* Point-per-instance localization data *
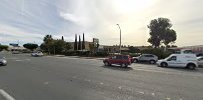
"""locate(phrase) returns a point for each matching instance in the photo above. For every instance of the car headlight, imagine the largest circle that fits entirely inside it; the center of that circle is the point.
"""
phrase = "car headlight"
(4, 61)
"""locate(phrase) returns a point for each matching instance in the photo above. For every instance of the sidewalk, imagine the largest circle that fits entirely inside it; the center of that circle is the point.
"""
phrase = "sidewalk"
(97, 58)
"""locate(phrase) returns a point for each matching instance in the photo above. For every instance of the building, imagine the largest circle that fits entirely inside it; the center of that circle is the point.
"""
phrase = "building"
(87, 45)
(112, 49)
(198, 49)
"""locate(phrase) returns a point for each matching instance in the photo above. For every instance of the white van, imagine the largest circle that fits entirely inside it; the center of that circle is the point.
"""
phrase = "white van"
(179, 60)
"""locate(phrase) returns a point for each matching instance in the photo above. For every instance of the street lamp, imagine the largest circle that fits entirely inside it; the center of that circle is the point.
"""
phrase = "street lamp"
(120, 36)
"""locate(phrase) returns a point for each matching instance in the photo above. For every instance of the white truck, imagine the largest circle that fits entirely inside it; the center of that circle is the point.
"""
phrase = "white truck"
(183, 59)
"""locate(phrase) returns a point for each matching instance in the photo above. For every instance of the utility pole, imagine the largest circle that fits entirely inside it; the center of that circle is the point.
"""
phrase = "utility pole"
(120, 36)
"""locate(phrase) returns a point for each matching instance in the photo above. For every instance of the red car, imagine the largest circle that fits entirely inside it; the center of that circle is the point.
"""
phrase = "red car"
(123, 60)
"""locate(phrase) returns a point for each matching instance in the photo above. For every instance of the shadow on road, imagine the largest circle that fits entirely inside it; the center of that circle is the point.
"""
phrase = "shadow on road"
(183, 69)
(114, 67)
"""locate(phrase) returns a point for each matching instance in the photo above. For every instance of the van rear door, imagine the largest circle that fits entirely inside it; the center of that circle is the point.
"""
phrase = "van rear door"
(172, 61)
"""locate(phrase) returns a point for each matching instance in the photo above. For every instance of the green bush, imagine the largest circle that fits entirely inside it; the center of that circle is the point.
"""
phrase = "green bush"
(3, 47)
(159, 52)
(101, 54)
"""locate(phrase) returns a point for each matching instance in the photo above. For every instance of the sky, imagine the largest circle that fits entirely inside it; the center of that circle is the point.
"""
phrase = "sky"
(28, 21)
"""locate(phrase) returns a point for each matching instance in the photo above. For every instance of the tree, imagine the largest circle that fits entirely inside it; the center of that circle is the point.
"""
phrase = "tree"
(30, 46)
(83, 42)
(160, 32)
(79, 44)
(91, 46)
(133, 49)
(76, 43)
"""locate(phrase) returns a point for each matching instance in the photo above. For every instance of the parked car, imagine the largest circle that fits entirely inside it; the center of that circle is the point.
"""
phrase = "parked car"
(179, 60)
(146, 58)
(37, 54)
(200, 61)
(15, 52)
(3, 61)
(123, 60)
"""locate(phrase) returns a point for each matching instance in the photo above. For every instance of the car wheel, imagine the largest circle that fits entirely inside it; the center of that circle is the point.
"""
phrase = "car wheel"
(191, 66)
(163, 64)
(135, 61)
(152, 62)
(122, 65)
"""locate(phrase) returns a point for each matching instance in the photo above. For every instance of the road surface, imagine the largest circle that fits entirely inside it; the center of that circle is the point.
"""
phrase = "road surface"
(67, 78)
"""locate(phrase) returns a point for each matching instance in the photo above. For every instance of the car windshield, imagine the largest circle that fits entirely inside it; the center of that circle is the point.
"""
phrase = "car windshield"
(101, 49)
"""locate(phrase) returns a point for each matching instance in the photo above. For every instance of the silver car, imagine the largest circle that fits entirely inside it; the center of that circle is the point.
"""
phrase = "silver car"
(3, 61)
(152, 59)
(200, 61)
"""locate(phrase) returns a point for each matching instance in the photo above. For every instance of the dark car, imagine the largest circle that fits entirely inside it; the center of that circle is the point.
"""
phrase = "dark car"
(123, 60)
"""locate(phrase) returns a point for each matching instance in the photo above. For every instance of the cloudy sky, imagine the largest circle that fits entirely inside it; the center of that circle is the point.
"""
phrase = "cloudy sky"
(28, 21)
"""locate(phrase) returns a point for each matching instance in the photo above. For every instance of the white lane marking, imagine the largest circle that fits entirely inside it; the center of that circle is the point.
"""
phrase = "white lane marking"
(120, 87)
(172, 73)
(153, 94)
(6, 95)
(19, 60)
(167, 98)
(11, 58)
(141, 92)
(27, 59)
(46, 83)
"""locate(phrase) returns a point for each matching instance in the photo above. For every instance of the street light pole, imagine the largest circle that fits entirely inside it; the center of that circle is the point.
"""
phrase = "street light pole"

* Work instruction *
Reproduce every record exactly; images stay out.

* Answer below *
"""locate(phrase) returns a point for each matching instance in the photo above. For every instance of the car headlight, imagine the largest circle that fits entirely inside it; the center of that circle is the point.
"""
phrase = "car headlight"
(4, 61)
"""locate(phrase) returns a point for each matching instance in the photo above. For every instance of the sidewalk, imagine the largest circle that fits entirely inside it; the center of that circle is the point.
"""
phrase = "sidewalk"
(97, 58)
"""locate(phrase) returns a point for each matching instance in the photo above. For every instance of the building, imagine the largest circle that fits entirely inside it; the center of that circle is the point.
"""
phrase = "building"
(87, 45)
(112, 49)
(198, 49)
"""locate(phrase) returns a point for each matching instance in the photo above. For every instance of the white van, imagine the largest circle that fits entirely inside it; the center of that circle is the point.
"""
phrase = "white van"
(179, 60)
"""locate(phrase) returns a point for each matching instance in the photo above. For every instance of the street lamp, imagine the largest circle that fits entirely inside it; the center of that circle is the point.
"""
phrase = "street lamp"
(120, 36)
"""locate(phrase) returns a point for each matching instance in the photo above. For every instance of the white truck, imagine the largest circle that fits entirely inside it; the center of that circle is the point.
"""
phrase = "white truck"
(183, 59)
"""locate(phrase) returns a point for each matching instance in the photo above. For every instance of the utility pole, imagine the largest circle that fits entirely inside it; the center of that circle is the point.
"""
phrase = "utility pole"
(120, 36)
"""locate(phrase) returns a point for each matching instance in the photo above. For every instance of the red car, imagine the largest circle that fits entirely inside it; the center of that circle is the point.
"""
phrase = "red car"
(123, 60)
"""locate(phrase) returns a point for each matching instance in the photo above. For every instance of the shadow on road, imagine the largest circle that fits entirely inside it; the center of that circle is the point.
"""
phrase = "shadow on road"
(183, 69)
(114, 67)
"""locate(phrase) returns a point for each matching instance in the photo above. For every instance of the van rear door, imagine the largest circle that fits entirely inside it; the center of that circle is the point.
"""
phrase = "van rear door"
(172, 61)
"""locate(phrase) returns a point for each matching instance in the photo above. For every instance of the green bush, imagine the largest circle that fits entirely inside it; the center of that circle is the point.
"""
phrase = "green bush"
(3, 47)
(159, 52)
(101, 54)
"""locate(phrase) returns a point for each matching instance in the photo above. For every instance of the sky, imagine the largest circle that fits entirely inside it; the center of that circle is the point.
"""
phrase = "sky"
(28, 21)
"""locate(phrase) returns a point for each matching instance in the photo above. For every instance of the tree, imagine the largest circle that fits entirely inside it; the center of that circle is the point.
"""
phrase = "tree"
(30, 46)
(83, 42)
(160, 32)
(79, 44)
(91, 46)
(133, 49)
(76, 43)
"""locate(phrase) returns a point for each matching instance in the photo above. For every instance of the parked car, imagine the largest circle that fits entirely inside it; the center of that circle is the point.
"""
phrase = "parked car"
(179, 60)
(146, 58)
(37, 54)
(200, 61)
(15, 52)
(3, 61)
(123, 60)
"""locate(phrase) returns a point for each matching instance in the photo above. For every instance of the car wheel, imagine the largest circle that fits entirely inside it; the center of that circle is the point.
"""
phrase = "car wheel"
(191, 66)
(163, 64)
(135, 61)
(152, 62)
(122, 65)
"""locate(phrase) returns a point for each matching instance in the photo above. For every instance of the road surface, imagine the largest circle that fits entirely inside it; the center of that circle is the point.
"""
phrase = "road surface"
(67, 78)
"""locate(phrase) returns a point for each matching instance in the photo above. For every instance of the car windshield, imagine the largest circle that fits entirely inside it; the center of that circle is the point.
"""
phrase = "car windshield"
(101, 49)
"""locate(phrase) returns a point for each matching instance in the photo above. For every instance of the silver car, imagine the largest circle that fits entirely inside it; the center of that circle is the point.
"""
phrase = "silver car"
(3, 61)
(152, 59)
(200, 61)
"""locate(phrase) returns a point for each matching instance in the photo above. For every instance of the dark car, imagine the largest circle that fits entirely inside it; the center of that circle is the point.
"""
phrase = "dark car"
(123, 60)
"""locate(phrase) returns a point for each matching instance in the photo above. For every instance of the cloudy sky, imagine the largest circle that fits entirely inside it; the center of that circle is the point.
"""
phrase = "cloudy sky"
(28, 21)
"""locate(phrase) returns a point for each matching instance in the photo above. For every instance of the white lane marking, imagine the largest circle that fits entirely inside it; the center of that circle is the point.
"""
phrase = "white lane marking"
(120, 87)
(172, 73)
(153, 94)
(6, 95)
(19, 60)
(167, 98)
(11, 58)
(141, 92)
(27, 59)
(46, 83)
"""locate(phrase) returns a point for each matching instance in the photo above. For every instance of the street light pole, imagine the largest circle that fits entirely inside it; the center of that circle is the point.
"""
phrase = "street light pole"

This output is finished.